## What to work on
The answer must be every entry below, word for word, with the pictures left out.

——————————

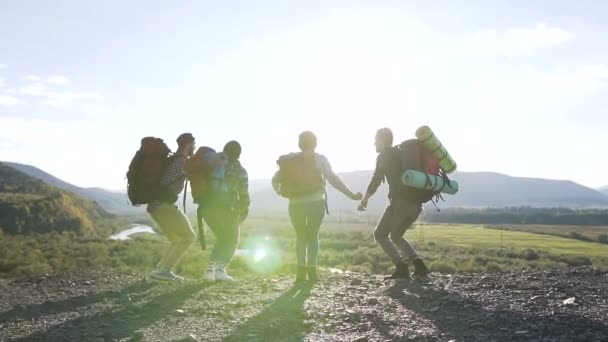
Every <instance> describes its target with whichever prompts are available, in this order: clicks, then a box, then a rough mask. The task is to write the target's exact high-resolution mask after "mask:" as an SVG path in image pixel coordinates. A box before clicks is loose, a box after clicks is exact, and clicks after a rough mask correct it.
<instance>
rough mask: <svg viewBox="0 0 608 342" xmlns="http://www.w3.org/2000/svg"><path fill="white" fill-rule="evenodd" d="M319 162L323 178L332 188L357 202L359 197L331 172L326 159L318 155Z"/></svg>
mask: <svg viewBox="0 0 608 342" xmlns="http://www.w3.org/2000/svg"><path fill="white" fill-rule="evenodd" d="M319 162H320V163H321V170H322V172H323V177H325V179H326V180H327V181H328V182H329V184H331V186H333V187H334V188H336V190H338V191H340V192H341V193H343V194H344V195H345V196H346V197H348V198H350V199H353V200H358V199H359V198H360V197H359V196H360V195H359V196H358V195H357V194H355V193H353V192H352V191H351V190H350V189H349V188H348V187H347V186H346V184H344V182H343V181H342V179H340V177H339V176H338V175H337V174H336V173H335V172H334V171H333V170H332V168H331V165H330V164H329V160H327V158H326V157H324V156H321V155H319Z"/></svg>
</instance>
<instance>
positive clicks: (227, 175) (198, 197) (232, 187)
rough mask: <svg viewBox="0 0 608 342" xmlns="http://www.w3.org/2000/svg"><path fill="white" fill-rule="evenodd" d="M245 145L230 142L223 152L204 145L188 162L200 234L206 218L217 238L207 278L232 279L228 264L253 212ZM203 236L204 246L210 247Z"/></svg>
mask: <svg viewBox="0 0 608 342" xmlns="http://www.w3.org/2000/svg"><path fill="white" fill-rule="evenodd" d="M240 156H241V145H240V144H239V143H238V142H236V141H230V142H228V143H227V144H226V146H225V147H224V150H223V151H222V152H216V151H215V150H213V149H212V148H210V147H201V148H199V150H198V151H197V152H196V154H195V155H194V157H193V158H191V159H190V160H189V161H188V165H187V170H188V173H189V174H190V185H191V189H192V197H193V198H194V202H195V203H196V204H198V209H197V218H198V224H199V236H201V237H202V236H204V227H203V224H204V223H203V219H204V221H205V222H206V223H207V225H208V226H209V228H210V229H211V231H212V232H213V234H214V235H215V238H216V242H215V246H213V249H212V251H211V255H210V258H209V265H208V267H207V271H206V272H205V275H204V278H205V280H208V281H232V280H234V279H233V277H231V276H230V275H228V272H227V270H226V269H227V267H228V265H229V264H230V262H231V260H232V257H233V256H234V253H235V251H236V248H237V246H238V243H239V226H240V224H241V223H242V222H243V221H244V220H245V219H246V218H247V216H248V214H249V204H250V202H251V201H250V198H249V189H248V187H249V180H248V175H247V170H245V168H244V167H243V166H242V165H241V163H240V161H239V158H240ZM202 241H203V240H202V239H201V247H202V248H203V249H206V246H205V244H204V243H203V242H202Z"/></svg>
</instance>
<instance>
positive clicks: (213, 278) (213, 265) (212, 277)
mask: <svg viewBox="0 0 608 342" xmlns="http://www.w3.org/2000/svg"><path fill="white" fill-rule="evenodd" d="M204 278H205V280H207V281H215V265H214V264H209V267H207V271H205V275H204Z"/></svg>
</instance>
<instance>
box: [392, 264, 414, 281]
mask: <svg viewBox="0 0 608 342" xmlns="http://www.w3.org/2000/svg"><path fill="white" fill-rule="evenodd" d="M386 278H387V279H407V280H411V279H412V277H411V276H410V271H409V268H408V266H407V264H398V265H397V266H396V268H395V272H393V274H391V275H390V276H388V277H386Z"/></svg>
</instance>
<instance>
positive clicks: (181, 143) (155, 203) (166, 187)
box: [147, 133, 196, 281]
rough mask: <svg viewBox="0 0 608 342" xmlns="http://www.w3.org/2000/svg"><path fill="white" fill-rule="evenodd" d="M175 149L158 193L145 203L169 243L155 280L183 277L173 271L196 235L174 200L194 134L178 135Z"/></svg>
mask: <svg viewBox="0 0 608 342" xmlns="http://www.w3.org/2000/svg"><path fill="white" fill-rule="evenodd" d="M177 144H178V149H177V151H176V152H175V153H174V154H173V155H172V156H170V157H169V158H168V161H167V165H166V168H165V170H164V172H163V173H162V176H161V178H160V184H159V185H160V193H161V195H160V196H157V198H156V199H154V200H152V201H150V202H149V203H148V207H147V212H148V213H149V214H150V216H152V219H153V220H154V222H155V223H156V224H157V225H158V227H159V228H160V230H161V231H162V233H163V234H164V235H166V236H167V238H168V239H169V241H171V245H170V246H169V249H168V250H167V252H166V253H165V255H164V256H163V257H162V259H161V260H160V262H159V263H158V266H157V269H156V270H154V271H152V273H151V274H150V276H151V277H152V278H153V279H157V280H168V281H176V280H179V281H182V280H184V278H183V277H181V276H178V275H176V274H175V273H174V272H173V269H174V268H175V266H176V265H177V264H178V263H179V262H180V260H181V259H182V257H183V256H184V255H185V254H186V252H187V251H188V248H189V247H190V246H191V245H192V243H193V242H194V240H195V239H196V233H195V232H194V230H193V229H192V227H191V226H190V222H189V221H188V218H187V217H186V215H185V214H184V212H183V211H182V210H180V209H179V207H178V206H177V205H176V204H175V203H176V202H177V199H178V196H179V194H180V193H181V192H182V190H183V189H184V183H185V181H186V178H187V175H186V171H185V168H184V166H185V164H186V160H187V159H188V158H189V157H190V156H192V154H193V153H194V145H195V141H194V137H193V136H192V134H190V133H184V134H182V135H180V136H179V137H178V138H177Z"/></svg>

——————————

## Output of the exercise
Every <instance> describes its target with whichever prompts are available, in this order: clicks, then a box, then a rough mask. The task is to write the target's exact high-resolution mask after "mask:" as an SVG path in image pixel coordinates. A box before clicks is loose, a box after clicks is exact, and clicks after a rough mask correct it.
<instance>
rough mask: <svg viewBox="0 0 608 342" xmlns="http://www.w3.org/2000/svg"><path fill="white" fill-rule="evenodd" d="M319 162L323 178L332 188L357 202L359 197L331 172L326 159L318 155Z"/></svg>
mask: <svg viewBox="0 0 608 342" xmlns="http://www.w3.org/2000/svg"><path fill="white" fill-rule="evenodd" d="M319 162H320V163H321V170H322V172H323V177H325V179H326V180H327V181H328V182H329V184H331V186H333V187H334V188H336V190H338V191H340V192H341V193H343V194H344V195H345V196H346V197H348V198H350V199H353V200H358V199H359V198H360V197H359V196H360V195H359V196H358V195H357V194H355V193H353V192H352V191H351V190H350V189H349V188H348V187H347V186H346V184H344V182H343V181H342V179H340V177H339V176H338V175H337V174H336V173H335V172H334V171H333V170H332V168H331V165H330V164H329V160H327V158H326V157H324V156H321V155H319Z"/></svg>
</instance>
<instance>
positive clicks: (227, 175) (198, 197) (232, 187)
rough mask: <svg viewBox="0 0 608 342" xmlns="http://www.w3.org/2000/svg"><path fill="white" fill-rule="evenodd" d="M245 145L230 142L223 152L204 145L188 162L200 234L206 218L217 238L207 278L232 279L228 264L253 212ZM203 236L204 246L210 247Z"/></svg>
mask: <svg viewBox="0 0 608 342" xmlns="http://www.w3.org/2000/svg"><path fill="white" fill-rule="evenodd" d="M240 156H241V145H240V144H239V143H238V142H236V141H230V142H228V143H227V144H226V146H225V147H224V150H223V151H222V152H216V151H215V150H213V149H212V148H210V147H201V148H199V150H198V151H197V152H196V154H195V155H194V157H193V158H191V159H190V160H189V161H188V165H187V170H188V173H189V174H190V185H191V189H192V197H193V198H194V202H195V203H196V204H198V209H197V218H198V224H199V236H201V237H202V236H204V227H203V224H204V223H203V219H204V221H205V222H206V223H207V225H208V226H209V228H210V229H211V231H212V232H213V234H214V235H215V238H216V242H215V246H213V249H212V251H211V255H210V258H209V265H208V267H207V271H206V272H205V275H204V278H205V280H208V281H232V280H234V279H233V277H231V276H230V275H228V272H227V270H226V269H227V267H228V265H229V264H230V262H231V260H232V257H233V256H234V253H235V251H236V248H237V246H238V243H239V226H240V224H241V223H242V222H243V221H244V220H245V219H246V218H247V216H248V214H249V204H250V202H251V201H250V198H249V189H248V187H249V180H248V175H247V170H245V168H244V167H243V166H242V165H241V163H240V161H239V158H240ZM202 241H203V240H202V239H201V247H202V248H203V249H206V246H205V244H204V243H203V242H202Z"/></svg>
</instance>
<instance>
positive clicks: (213, 278) (213, 265) (212, 277)
mask: <svg viewBox="0 0 608 342" xmlns="http://www.w3.org/2000/svg"><path fill="white" fill-rule="evenodd" d="M204 278H205V280H207V281H215V265H214V264H209V267H207V271H205V275H204Z"/></svg>
</instance>
<instance>
box: [392, 264, 414, 281]
mask: <svg viewBox="0 0 608 342" xmlns="http://www.w3.org/2000/svg"><path fill="white" fill-rule="evenodd" d="M386 278H387V279H407V280H411V279H412V277H411V276H410V271H409V268H408V266H407V264H398V265H397V266H396V268H395V272H393V274H391V275H390V276H388V277H386Z"/></svg>
</instance>
<instance>
positive clicks: (181, 143) (155, 203) (166, 187)
box: [147, 133, 196, 281]
rough mask: <svg viewBox="0 0 608 342" xmlns="http://www.w3.org/2000/svg"><path fill="white" fill-rule="evenodd" d="M175 149L158 193L145 203L169 243L155 280L183 277L173 271L196 235L174 200L194 134L178 135Z"/></svg>
mask: <svg viewBox="0 0 608 342" xmlns="http://www.w3.org/2000/svg"><path fill="white" fill-rule="evenodd" d="M177 144H178V149H177V151H176V152H175V153H174V154H173V155H172V156H170V157H169V158H168V161H167V165H166V168H165V170H164V172H163V173H162V176H161V178H160V184H159V185H160V193H161V195H160V196H157V198H156V199H154V200H152V201H150V202H149V203H148V207H147V212H148V213H149V214H150V216H152V219H153V220H154V222H155V223H156V224H157V225H158V227H159V228H160V230H161V231H162V233H163V234H164V235H166V236H167V238H168V239H169V241H171V245H170V246H169V249H168V250H167V252H166V253H165V255H164V256H163V257H162V259H161V260H160V262H159V263H158V266H157V269H156V270H154V271H152V273H151V274H150V276H151V277H152V278H153V279H157V280H168V281H176V280H179V281H182V280H184V278H183V277H181V276H178V275H176V274H175V273H174V272H173V269H174V268H175V266H176V265H177V264H178V263H179V262H180V260H181V259H182V257H183V256H184V255H185V254H186V252H187V251H188V248H189V247H190V246H191V245H192V243H193V242H194V240H195V239H196V233H195V232H194V230H193V229H192V227H191V226H190V222H189V221H188V218H187V217H186V215H185V214H184V212H183V211H182V210H180V209H179V207H178V206H177V205H176V204H175V203H176V202H177V199H178V196H179V194H180V193H181V192H182V190H183V189H184V183H185V181H186V178H187V175H186V171H185V168H184V166H185V164H186V160H187V159H188V158H189V157H190V156H192V154H193V153H194V145H195V141H194V137H193V136H192V134H190V133H184V134H182V135H180V136H179V137H178V138H177Z"/></svg>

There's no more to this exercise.